Exercise: Your task is to write out exactly the lines from the line containing "Expected: one point per instance of the red" through the end of the records, inclusive at both ends.
[START Data for this exercise]
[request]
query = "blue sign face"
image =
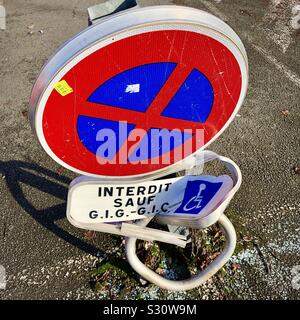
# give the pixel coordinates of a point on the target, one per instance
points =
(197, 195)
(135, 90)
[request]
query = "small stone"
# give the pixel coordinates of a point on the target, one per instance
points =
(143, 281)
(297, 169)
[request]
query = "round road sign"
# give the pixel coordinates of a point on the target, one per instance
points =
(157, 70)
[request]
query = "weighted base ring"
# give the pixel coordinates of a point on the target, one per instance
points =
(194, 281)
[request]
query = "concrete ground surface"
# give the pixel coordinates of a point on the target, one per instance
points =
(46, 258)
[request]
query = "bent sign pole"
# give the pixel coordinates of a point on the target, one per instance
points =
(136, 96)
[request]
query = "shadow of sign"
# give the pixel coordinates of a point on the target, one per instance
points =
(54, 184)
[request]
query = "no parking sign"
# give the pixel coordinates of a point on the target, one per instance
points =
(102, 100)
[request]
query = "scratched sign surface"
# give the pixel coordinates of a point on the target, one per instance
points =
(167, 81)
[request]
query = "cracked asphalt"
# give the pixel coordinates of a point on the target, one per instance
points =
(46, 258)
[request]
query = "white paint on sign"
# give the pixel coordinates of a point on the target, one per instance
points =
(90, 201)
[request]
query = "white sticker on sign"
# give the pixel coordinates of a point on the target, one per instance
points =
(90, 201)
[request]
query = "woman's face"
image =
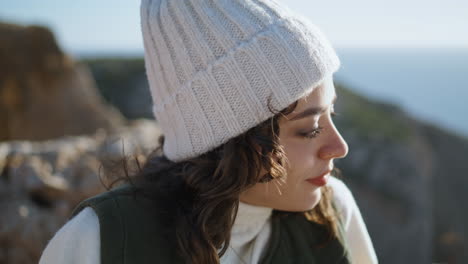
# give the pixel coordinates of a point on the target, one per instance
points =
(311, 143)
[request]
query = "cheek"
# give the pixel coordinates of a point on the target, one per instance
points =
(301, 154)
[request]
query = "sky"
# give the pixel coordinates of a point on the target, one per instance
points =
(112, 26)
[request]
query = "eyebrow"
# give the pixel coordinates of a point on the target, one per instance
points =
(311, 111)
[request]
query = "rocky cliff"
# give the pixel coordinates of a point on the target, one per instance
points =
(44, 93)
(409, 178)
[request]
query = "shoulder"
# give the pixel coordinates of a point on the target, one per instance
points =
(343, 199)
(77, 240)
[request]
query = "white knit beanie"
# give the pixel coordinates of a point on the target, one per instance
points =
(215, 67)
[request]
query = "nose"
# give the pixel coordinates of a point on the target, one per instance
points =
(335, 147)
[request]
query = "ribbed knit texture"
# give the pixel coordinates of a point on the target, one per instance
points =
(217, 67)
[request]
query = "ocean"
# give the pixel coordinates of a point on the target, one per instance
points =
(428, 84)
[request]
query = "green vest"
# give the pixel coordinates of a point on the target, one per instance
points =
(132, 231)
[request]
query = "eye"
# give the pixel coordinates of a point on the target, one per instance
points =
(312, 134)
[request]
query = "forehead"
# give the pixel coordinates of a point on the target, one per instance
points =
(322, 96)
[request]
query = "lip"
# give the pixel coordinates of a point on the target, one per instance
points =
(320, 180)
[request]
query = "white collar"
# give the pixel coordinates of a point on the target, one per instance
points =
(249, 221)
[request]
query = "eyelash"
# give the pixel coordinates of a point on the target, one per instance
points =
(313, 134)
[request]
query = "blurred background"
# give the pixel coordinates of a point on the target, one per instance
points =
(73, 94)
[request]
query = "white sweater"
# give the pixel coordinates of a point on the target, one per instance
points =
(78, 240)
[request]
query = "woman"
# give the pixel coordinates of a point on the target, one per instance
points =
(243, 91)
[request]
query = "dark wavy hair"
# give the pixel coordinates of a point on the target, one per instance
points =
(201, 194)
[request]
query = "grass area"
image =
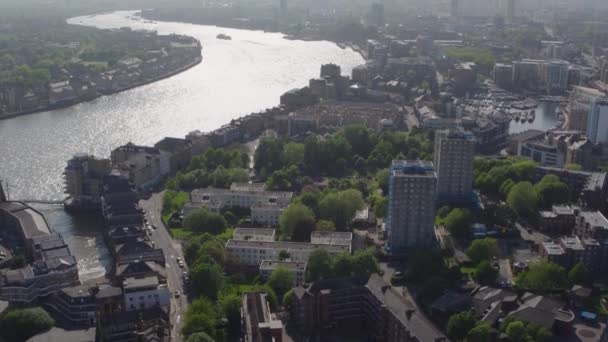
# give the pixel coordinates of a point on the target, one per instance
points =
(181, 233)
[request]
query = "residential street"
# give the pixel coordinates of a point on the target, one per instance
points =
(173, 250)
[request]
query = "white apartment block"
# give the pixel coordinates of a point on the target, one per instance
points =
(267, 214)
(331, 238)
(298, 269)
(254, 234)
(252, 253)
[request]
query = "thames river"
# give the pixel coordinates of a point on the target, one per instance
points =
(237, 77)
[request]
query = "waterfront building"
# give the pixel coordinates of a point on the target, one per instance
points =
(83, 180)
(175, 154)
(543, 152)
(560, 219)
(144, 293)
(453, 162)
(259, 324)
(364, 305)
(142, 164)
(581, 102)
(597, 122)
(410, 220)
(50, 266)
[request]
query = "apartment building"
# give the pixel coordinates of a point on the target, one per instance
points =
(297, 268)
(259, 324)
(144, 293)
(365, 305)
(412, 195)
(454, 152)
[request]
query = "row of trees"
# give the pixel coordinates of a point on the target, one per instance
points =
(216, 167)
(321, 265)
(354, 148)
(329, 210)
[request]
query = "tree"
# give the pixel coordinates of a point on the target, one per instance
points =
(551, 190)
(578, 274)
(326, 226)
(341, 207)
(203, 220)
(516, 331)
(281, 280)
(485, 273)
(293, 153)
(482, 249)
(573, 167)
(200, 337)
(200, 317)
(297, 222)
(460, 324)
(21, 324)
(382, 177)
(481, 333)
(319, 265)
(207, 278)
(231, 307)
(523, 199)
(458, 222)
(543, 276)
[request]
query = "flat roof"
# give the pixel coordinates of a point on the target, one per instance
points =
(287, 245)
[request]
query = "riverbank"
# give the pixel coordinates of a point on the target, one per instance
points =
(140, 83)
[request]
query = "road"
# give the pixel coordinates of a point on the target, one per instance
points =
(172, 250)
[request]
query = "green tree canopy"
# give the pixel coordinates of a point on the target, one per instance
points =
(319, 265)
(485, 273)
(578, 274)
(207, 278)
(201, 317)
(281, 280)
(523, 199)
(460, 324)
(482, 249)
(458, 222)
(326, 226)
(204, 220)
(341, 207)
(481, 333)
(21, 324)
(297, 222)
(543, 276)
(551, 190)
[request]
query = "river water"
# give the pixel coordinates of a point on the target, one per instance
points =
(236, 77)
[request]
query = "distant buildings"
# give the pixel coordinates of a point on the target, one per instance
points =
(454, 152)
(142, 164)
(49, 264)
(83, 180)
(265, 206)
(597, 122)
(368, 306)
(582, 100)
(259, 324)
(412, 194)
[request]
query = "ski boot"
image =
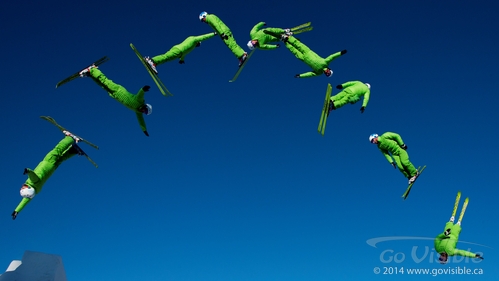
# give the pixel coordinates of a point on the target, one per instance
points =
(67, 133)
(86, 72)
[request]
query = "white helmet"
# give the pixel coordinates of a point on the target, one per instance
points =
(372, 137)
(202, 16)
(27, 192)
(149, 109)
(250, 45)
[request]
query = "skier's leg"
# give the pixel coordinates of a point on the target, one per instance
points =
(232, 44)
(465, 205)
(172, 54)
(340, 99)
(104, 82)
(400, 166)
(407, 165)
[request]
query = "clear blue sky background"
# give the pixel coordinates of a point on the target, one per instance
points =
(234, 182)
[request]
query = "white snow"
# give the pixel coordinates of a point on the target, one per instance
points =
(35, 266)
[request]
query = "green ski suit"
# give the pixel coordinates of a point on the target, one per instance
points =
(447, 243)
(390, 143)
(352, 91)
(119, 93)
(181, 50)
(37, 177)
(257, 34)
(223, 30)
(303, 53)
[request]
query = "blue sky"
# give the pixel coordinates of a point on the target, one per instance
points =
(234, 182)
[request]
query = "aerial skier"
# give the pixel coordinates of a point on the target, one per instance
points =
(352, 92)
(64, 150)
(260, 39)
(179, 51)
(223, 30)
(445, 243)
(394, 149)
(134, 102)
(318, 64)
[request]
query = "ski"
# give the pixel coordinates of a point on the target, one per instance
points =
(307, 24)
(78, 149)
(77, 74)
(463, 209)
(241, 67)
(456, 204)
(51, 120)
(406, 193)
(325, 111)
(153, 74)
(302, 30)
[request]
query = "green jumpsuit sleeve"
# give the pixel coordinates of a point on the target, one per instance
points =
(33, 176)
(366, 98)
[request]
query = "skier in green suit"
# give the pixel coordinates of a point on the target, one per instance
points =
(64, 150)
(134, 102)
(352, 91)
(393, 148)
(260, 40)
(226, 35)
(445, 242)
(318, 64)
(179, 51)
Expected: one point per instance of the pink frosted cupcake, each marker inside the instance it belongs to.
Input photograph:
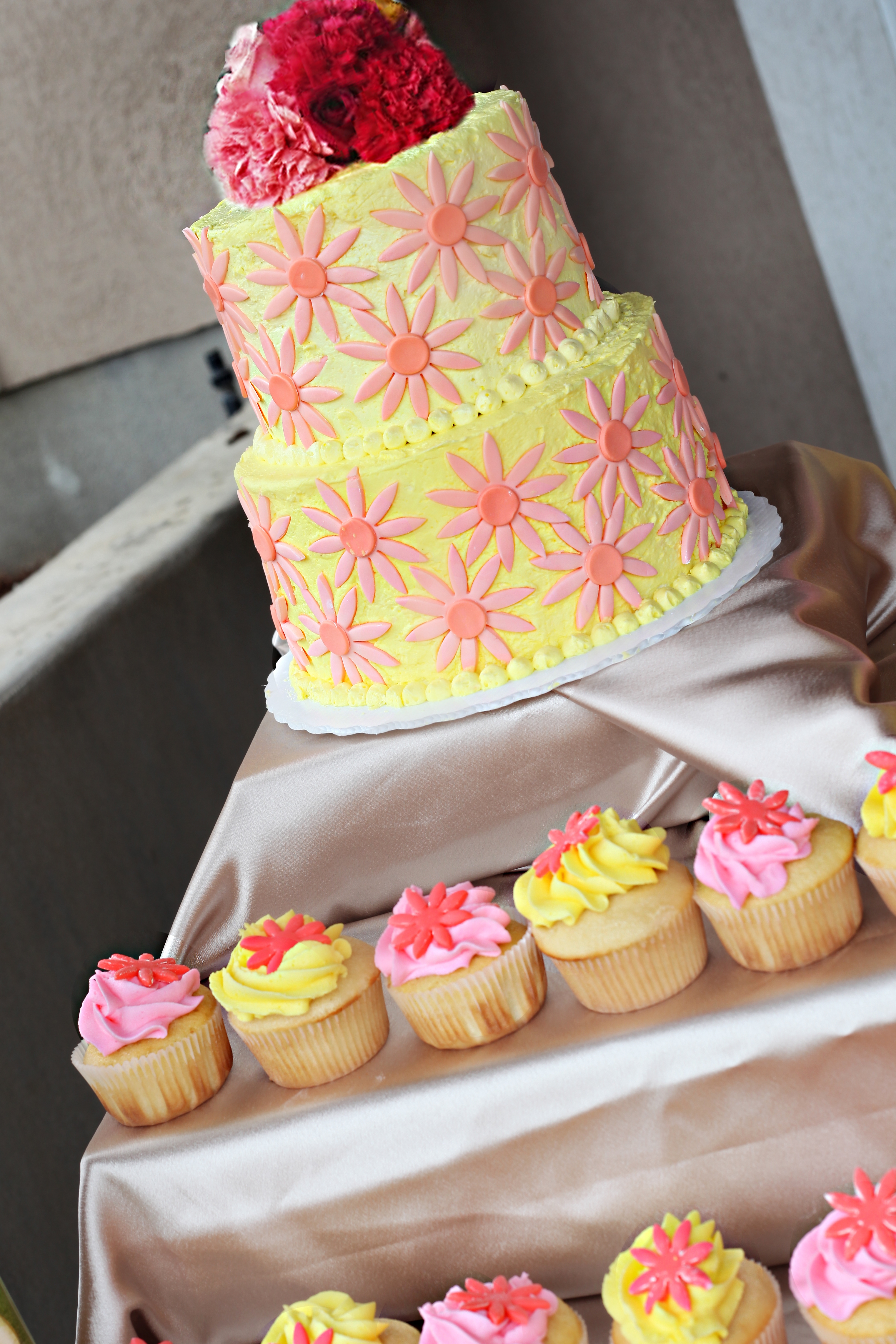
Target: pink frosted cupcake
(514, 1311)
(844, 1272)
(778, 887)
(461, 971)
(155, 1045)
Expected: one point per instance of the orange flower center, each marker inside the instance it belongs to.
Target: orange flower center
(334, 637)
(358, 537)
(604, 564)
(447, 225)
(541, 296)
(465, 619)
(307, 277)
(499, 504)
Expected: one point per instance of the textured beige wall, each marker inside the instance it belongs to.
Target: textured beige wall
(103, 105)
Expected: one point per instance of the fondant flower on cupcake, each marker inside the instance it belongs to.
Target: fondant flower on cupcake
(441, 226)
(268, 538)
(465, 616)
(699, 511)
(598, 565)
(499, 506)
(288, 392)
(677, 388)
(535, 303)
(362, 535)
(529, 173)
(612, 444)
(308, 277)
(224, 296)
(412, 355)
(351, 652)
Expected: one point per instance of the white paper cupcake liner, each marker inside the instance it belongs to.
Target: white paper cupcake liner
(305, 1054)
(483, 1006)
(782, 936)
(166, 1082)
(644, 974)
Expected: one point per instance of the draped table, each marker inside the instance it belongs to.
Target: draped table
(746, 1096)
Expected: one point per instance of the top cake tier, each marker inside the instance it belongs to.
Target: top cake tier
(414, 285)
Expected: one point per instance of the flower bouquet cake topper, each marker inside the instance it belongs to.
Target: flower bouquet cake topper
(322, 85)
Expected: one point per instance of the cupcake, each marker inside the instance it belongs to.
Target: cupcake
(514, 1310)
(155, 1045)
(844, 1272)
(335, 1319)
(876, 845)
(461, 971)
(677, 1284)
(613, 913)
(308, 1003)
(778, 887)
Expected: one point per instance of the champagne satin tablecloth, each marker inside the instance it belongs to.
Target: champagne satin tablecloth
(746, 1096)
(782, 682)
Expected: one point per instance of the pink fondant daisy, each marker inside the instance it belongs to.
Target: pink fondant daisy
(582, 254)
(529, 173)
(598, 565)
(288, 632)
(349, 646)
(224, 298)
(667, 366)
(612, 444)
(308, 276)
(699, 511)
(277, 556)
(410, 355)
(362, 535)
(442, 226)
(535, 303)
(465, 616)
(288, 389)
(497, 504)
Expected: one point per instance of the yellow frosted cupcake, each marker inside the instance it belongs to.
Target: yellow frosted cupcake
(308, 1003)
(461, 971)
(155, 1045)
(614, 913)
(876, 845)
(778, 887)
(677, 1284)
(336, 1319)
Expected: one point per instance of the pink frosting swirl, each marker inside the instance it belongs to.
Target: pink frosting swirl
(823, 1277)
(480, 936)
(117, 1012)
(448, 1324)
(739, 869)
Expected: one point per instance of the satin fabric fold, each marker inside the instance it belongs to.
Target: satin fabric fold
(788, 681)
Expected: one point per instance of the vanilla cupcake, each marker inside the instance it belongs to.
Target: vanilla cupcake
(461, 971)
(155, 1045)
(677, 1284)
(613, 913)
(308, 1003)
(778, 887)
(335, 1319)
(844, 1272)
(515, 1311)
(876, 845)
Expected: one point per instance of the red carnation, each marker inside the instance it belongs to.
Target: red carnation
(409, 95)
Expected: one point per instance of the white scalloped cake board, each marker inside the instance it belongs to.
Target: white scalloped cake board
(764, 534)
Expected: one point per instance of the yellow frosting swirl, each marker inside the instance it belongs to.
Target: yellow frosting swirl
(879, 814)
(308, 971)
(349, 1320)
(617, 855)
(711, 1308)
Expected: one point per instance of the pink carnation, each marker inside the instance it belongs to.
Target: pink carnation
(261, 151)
[END Data for this exercise]
Solution for this task:
Expected: one point per instance of the red carnation, each marker inside the instance it belongs to.
Target: red carnation
(409, 95)
Expected: one point per instance of the white scalloped cake board, each marker inside the instance it belongs to.
Target: white scalloped cake board
(764, 534)
Expected: one point per instance of the yellow frosting swirl, each marker inside the instance it belongs to.
Target: yellow frosting swirl
(879, 814)
(308, 971)
(349, 1320)
(617, 855)
(711, 1308)
Expected: one point per instance of the pink carnation, each marker inside the instance it belongs to.
Target: pink carnation
(261, 151)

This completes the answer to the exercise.